[[ EXERCISE TEXT open ]]
Pierre Deval (1758–1829) was French Consul-General in Algeria from 1814 to 1827. He is known for his diplomatic mission to the Regency of Algiers, and the diplomatic slights he received while there, which gave a pretext to the French invasion of Algiers in 1830.

Deval was a member of a family which provided dragomans to the French diplomatic services to the Ottoman Empire since 1716.

During the Napoleonic Wars, the Regency of Algiers had greatly benefited from trade in the Mediterranean, and of the massive imports of food by France, largely bought on credit by France.

Deval visited the Dey of Algiers 29 April 1827. Hussein Dey, Algeria's Ottoman ruler, demanded that the French pay a 28-year-old debt, contracted in 1799 by purchasing supplies to feed the soldiers of the Napoleonic Campaign in Egypt. In the "Bacri-Busnach affair" in 1797 two Jewish traders of Algiers, Bacri and Busnach, had sold for 14 millions of wheat to the French Republic, which were never paid back. Hussein Dey, whose predecessors had financed the deal and was now the creditor, had written to Louis XVIII, but in vain.
[[ EXERCISE TEXT closed ]]
WORK TASK: Carry the account of Pierre Deval forward from its final sentence. The material that follows comes from a separate source.
[[ INFORMATION PROVIDED open ]]
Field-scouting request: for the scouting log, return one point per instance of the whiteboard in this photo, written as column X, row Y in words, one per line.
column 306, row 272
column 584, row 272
[[ INFORMATION PROVIDED closed ]]
ANSWER TO THIS EXERCISE:
Deval refused to give answers satisfactory to the dey, and after Deval insulted him, Hussein Dey waved his fan (fly whisk) at the consul, becoming known as the Fly-Whisk Incident. Charles X used this as an excuse to break diplomatic relations and plan an invasion. The regency of Algiers would end with the French invasion of Algiers in 1830, and French rule would last for the next 132 years.